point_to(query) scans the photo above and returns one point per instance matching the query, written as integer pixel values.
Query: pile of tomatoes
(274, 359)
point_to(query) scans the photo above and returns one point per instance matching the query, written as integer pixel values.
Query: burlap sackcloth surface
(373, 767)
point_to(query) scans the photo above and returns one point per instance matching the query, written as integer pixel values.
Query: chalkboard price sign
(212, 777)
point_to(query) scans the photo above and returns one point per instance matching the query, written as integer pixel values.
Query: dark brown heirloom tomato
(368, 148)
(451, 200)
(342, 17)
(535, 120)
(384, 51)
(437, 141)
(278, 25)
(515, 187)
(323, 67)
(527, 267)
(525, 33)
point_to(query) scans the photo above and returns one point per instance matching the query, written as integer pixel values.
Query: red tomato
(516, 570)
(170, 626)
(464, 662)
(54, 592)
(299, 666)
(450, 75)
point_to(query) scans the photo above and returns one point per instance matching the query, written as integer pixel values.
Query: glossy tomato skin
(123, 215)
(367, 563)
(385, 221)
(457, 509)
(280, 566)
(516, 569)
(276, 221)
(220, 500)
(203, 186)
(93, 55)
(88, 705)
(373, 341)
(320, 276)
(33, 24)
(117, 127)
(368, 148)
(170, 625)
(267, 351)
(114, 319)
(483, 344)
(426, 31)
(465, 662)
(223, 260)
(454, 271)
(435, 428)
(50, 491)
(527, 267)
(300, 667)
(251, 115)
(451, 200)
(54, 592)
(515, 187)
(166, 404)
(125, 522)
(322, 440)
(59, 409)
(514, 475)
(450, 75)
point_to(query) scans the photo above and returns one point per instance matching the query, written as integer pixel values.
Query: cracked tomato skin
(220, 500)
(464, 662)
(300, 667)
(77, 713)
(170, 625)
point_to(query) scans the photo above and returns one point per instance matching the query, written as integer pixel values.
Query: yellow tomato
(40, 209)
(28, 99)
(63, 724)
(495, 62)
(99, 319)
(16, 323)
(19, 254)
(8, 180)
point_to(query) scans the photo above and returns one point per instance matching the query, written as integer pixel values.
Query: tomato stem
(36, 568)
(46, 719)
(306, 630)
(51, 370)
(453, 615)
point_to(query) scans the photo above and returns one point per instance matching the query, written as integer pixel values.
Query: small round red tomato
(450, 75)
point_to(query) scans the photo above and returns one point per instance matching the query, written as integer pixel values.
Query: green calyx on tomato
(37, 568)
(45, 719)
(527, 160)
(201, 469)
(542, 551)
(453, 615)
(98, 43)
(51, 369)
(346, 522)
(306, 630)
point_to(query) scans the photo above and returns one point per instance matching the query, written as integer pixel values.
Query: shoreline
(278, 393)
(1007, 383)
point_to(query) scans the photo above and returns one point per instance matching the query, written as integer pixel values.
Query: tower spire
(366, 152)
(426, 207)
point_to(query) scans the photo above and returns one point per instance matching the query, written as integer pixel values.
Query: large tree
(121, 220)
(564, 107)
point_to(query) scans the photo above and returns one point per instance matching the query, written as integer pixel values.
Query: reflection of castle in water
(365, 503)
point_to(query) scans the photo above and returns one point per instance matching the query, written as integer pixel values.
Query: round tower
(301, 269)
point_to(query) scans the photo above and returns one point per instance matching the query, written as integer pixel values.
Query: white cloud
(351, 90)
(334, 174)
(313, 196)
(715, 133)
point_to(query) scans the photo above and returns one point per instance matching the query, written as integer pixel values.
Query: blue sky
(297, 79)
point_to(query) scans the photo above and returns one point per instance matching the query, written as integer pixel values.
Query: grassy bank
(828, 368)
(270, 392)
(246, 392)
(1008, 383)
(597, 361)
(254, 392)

- WORK TO BE COMPLETED: Type out the material again exactly as presented.

- SOLUTION FOR THIS TASK:
point_to(query) scans the photo above and returns one point per instance matching the query, written as integer pixel values.
Query: pile of tomatoes
(274, 359)
point_to(query) scans the photo above and returns one point per instance matching the query, written as integer pixel values.
Query: burlap sackcloth surface
(373, 767)
point_to(query) scans the photo above and returns one point per instance matching the query, written as integer pixel values.
Query: chalkboard price sign
(212, 777)
point_to(query) scans the photo above and returns one point per instance matching the query, written as integer pixel values.
Query: dark brown heirloom tomato
(368, 148)
(451, 200)
(342, 17)
(535, 120)
(384, 51)
(437, 141)
(278, 25)
(515, 187)
(323, 67)
(527, 267)
(525, 33)
point_to(query) scans the photo above and returns one point per instance matching the query, written as integer pixel values.
Query: red tomato
(516, 570)
(170, 626)
(464, 662)
(54, 592)
(299, 666)
(450, 75)
point_to(query) scans the photo above and returns one point per instance matching the query, written as integer pixel values.
Query: glossy tomato skin
(123, 215)
(367, 563)
(385, 221)
(457, 509)
(280, 566)
(516, 569)
(276, 221)
(220, 500)
(203, 186)
(93, 55)
(88, 705)
(373, 341)
(320, 276)
(33, 24)
(117, 127)
(368, 148)
(170, 625)
(267, 351)
(114, 319)
(483, 344)
(426, 31)
(465, 662)
(223, 260)
(454, 271)
(435, 428)
(50, 491)
(527, 267)
(300, 667)
(251, 115)
(451, 200)
(54, 592)
(515, 187)
(166, 404)
(125, 522)
(322, 440)
(59, 409)
(514, 475)
(450, 75)
point_to(query) scans the photo above and returns one point per instance matching the query, written as integer pixel values.
Query: cracked tomato skin
(220, 500)
(464, 662)
(300, 667)
(77, 713)
(170, 625)
point_to(query) scans the photo above and returns one point per instance matching the query, written as integer pixel values.
Query: yellow tomato
(40, 209)
(28, 99)
(63, 724)
(495, 62)
(99, 319)
(16, 323)
(19, 254)
(8, 180)
point_to(query) scans the photo above and returns one point per instance matching the query, written as integer pixel values.
Query: tomato stem
(36, 568)
(46, 719)
(306, 630)
(51, 370)
(453, 615)
point_to(query) scans the photo above and returns one point per instance matching the query, written as integer pixel values.
Query: small round red tomato
(450, 75)
point_to(query) scans the photo above and returns one point per instance matching the query, written as integer pixel values.
Query: green calyx on tomato
(37, 568)
(45, 719)
(527, 160)
(201, 469)
(542, 551)
(453, 615)
(98, 43)
(51, 369)
(346, 522)
(306, 630)
point_to(query) scans the photo above and returns one point per instance matching the query, written as integer pixel values.
Query: shoreline
(278, 393)
(1007, 383)
point_to(query) scans the photo above and returns one point per instance matching the query, written as integer pixel values.
Query: tower spire
(366, 152)
(426, 207)
point_to(query) scans the photo above and returns one point per instance matching the query, written as integer pixel values.
Query: large tree
(121, 220)
(564, 107)
point_to(query) scans the photo above and returns one point per instance matching the query, written as integer pixel values.
Query: reflection of castle in water
(365, 503)
point_to(query) scans the photo above and returns one point per instance matching the query, written as integer pixel values.
Query: round tower
(301, 269)
point_to(query) scans the photo above and returns one point per instance matching the query, written as integer pixel values.
Query: white cloud
(351, 90)
(334, 174)
(313, 196)
(715, 133)
point_to(query) scans the photo above and returns one point per instance matching the query, written as integer pixel values.
Query: blue sky
(297, 79)
point_to(query) scans the photo above and returns one point per instance matching the query, written as integer pixel values.
Query: grassy bank
(828, 368)
(270, 392)
(246, 392)
(1008, 383)
(597, 361)
(254, 392)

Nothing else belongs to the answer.